» Problem: Turn the lines below into a numbered list, dropping any blank lines and leaving out the pictures.

» Dataset rows:
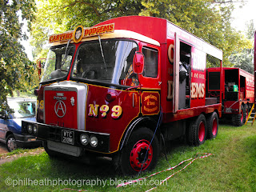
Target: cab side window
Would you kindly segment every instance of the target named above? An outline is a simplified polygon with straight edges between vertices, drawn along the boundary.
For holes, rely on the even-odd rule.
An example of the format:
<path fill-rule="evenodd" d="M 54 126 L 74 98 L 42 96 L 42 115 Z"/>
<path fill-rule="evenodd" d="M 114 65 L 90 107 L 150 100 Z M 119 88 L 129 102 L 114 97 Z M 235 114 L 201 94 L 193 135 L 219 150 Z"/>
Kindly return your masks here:
<path fill-rule="evenodd" d="M 157 78 L 158 77 L 158 52 L 157 50 L 143 47 L 142 54 L 144 54 L 144 71 L 143 76 Z"/>

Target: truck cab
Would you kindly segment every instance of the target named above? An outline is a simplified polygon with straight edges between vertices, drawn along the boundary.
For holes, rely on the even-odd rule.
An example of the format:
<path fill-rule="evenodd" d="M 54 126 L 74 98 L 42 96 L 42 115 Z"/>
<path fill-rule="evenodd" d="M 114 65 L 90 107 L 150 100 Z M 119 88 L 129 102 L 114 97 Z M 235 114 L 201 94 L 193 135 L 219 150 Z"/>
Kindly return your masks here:
<path fill-rule="evenodd" d="M 134 174 L 156 166 L 161 141 L 217 136 L 221 103 L 206 98 L 206 58 L 221 66 L 222 53 L 169 21 L 117 18 L 49 42 L 37 122 L 22 122 L 49 155 L 108 156 Z"/>

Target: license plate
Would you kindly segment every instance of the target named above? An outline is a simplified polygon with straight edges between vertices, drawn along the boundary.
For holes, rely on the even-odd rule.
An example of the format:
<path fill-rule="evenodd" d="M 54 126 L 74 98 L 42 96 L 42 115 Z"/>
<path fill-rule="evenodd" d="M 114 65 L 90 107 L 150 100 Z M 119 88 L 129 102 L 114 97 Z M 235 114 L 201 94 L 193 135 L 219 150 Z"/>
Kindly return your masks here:
<path fill-rule="evenodd" d="M 62 142 L 74 145 L 74 131 L 72 130 L 62 130 Z"/>

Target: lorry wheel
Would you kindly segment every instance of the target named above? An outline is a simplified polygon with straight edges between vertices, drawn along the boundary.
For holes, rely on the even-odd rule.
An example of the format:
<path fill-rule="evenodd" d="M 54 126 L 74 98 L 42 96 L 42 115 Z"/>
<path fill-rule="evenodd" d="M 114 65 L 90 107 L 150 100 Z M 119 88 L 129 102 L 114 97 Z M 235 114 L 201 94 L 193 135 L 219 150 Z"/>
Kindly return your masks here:
<path fill-rule="evenodd" d="M 121 151 L 119 168 L 123 174 L 136 174 L 153 170 L 159 155 L 159 144 L 152 130 L 142 127 L 135 130 Z"/>
<path fill-rule="evenodd" d="M 218 117 L 216 112 L 214 112 L 206 118 L 206 135 L 207 138 L 214 138 L 217 137 L 218 130 Z"/>
<path fill-rule="evenodd" d="M 243 111 L 244 111 L 244 113 L 243 113 L 244 118 L 243 118 L 242 124 L 245 124 L 245 122 L 246 122 L 246 119 L 248 118 L 248 114 L 249 114 L 249 108 L 248 108 L 247 104 L 244 105 Z"/>
<path fill-rule="evenodd" d="M 200 146 L 206 141 L 206 120 L 203 114 L 200 114 L 190 123 L 187 132 L 187 142 L 190 146 Z"/>
<path fill-rule="evenodd" d="M 241 113 L 232 115 L 232 123 L 235 126 L 242 126 L 244 123 L 243 106 L 241 106 Z"/>
<path fill-rule="evenodd" d="M 8 135 L 6 138 L 6 147 L 9 152 L 17 149 L 16 139 L 13 134 Z"/>

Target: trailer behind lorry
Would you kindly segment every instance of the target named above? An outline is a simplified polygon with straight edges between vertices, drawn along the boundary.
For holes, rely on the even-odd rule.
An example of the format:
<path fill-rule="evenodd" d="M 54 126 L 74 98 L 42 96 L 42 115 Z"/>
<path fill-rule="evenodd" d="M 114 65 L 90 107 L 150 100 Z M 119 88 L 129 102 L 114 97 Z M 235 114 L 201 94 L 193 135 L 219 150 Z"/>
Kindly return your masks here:
<path fill-rule="evenodd" d="M 37 122 L 22 122 L 50 156 L 108 156 L 134 174 L 155 166 L 162 142 L 217 136 L 222 96 L 206 98 L 206 55 L 222 67 L 222 53 L 203 40 L 166 19 L 129 16 L 50 42 Z"/>
<path fill-rule="evenodd" d="M 222 93 L 222 118 L 231 119 L 234 126 L 242 126 L 254 102 L 254 75 L 239 68 L 209 68 L 207 82 L 209 97 L 218 98 Z"/>

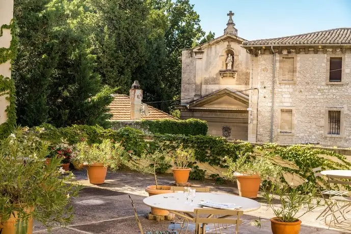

» Right answer:
1. Target: cab side window
2. Would you kindly segment every instance of the target named above? An outline is a simplified polygon with straight edges between vertices, drawn along the boundary.
3. For holes, rely on the even-odd rule.
4. An example of the format:
5. <path fill-rule="evenodd" d="M 54 126 L 74 98 L 42 96 L 42 115 Z"/>
6. <path fill-rule="evenodd" d="M 114 65 L 90 107 L 150 100 Z M 119 88 L 129 102 L 114 97 Z M 235 114 L 201 94 L 193 135 L 219 150 Z"/>
7. Kindly return your masks here:
8. <path fill-rule="evenodd" d="M 157 78 L 158 77 L 158 52 L 157 50 L 143 47 L 142 54 L 144 54 L 144 71 L 143 76 Z"/>
9. Target: truck cab
10. Would you kindly segment every instance of the target named above? An outline is a simplified polygon with straight edges between vertices, drawn along the boundary.
11. For holes, rely on the even-odd rule.
12. An example of the format:
13. <path fill-rule="evenodd" d="M 54 126 L 74 98 L 42 96 L 42 115 Z"/>
14. <path fill-rule="evenodd" d="M 114 65 L 90 107 L 150 100 Z M 119 88 L 129 102 L 114 97 Z M 235 114 L 201 94 L 193 135 L 219 150 Z"/>
15. Kindly return your masks here:
16. <path fill-rule="evenodd" d="M 134 174 L 156 166 L 161 141 L 217 136 L 221 103 L 206 98 L 206 58 L 221 66 L 222 53 L 169 21 L 117 18 L 49 42 L 37 122 L 22 122 L 49 155 L 108 156 Z"/>
17. Target: license plate
18. Would you kindly segment every instance of the target named above? An outline is a simplified polygon with straight edges between vertices, drawn along the boundary.
19. For holes, rely on the even-odd rule.
20. An example of the format:
21. <path fill-rule="evenodd" d="M 54 126 L 74 98 L 42 96 L 42 115 Z"/>
22. <path fill-rule="evenodd" d="M 114 65 L 90 107 L 150 100 Z M 119 88 L 129 102 L 114 97 Z M 235 114 L 201 94 L 193 135 L 219 150 Z"/>
23. Kindly return your masks here:
24. <path fill-rule="evenodd" d="M 62 142 L 74 145 L 74 131 L 72 130 L 62 130 Z"/>
25. Target: lorry wheel
26. Would you kindly segment every instance of the target named above? An outline is a simplified polygon with straight edges between vertices, drawn along the boundary.
27. For holes, rely on the even-odd rule.
28. An example of the format:
29. <path fill-rule="evenodd" d="M 54 126 L 74 98 L 42 96 L 42 115 Z"/>
30. <path fill-rule="evenodd" d="M 114 65 L 90 107 L 150 100 Z M 119 88 L 129 102 L 114 97 Z M 235 114 L 201 94 L 193 135 L 219 150 Z"/>
31. Kindly return your masks here:
32. <path fill-rule="evenodd" d="M 121 151 L 119 168 L 123 174 L 136 174 L 153 170 L 159 155 L 159 144 L 152 130 L 142 127 L 135 130 Z"/>
33. <path fill-rule="evenodd" d="M 218 117 L 216 112 L 214 112 L 206 118 L 206 135 L 207 138 L 214 138 L 217 137 L 218 130 Z"/>
34. <path fill-rule="evenodd" d="M 243 111 L 244 111 L 244 113 L 243 113 L 244 118 L 243 118 L 242 124 L 245 124 L 245 122 L 246 122 L 246 119 L 248 118 L 248 114 L 249 114 L 249 108 L 248 108 L 247 104 L 244 105 Z"/>
35. <path fill-rule="evenodd" d="M 200 146 L 206 141 L 206 120 L 203 114 L 200 114 L 190 123 L 187 132 L 187 142 L 190 146 Z"/>
36. <path fill-rule="evenodd" d="M 241 113 L 232 115 L 232 123 L 235 126 L 242 126 L 244 123 L 243 106 L 241 106 Z"/>
37. <path fill-rule="evenodd" d="M 8 135 L 6 138 L 6 147 L 9 152 L 17 149 L 16 139 L 13 134 Z"/>
38. Target: trailer behind lorry
39. Would you kindly segment every instance of the target named above? An outline is a simplified polygon with straight edges between vertices, drawn along the boundary.
40. For holes, rely on the even-odd rule.
41. An example of the format:
42. <path fill-rule="evenodd" d="M 54 126 L 74 98 L 42 96 L 42 115 Z"/>
43. <path fill-rule="evenodd" d="M 114 65 L 90 107 L 150 100 Z M 119 88 L 129 102 L 114 97 Z M 235 114 L 201 94 L 193 135 L 219 150 Z"/>
44. Kindly return your masks here:
45. <path fill-rule="evenodd" d="M 37 122 L 22 122 L 50 156 L 108 156 L 134 174 L 155 166 L 162 142 L 217 136 L 222 96 L 206 98 L 206 55 L 222 67 L 222 53 L 203 40 L 166 19 L 129 16 L 50 42 Z"/>
46. <path fill-rule="evenodd" d="M 222 93 L 222 118 L 231 119 L 234 126 L 242 126 L 254 102 L 254 75 L 239 68 L 209 68 L 207 82 L 209 97 L 218 98 Z"/>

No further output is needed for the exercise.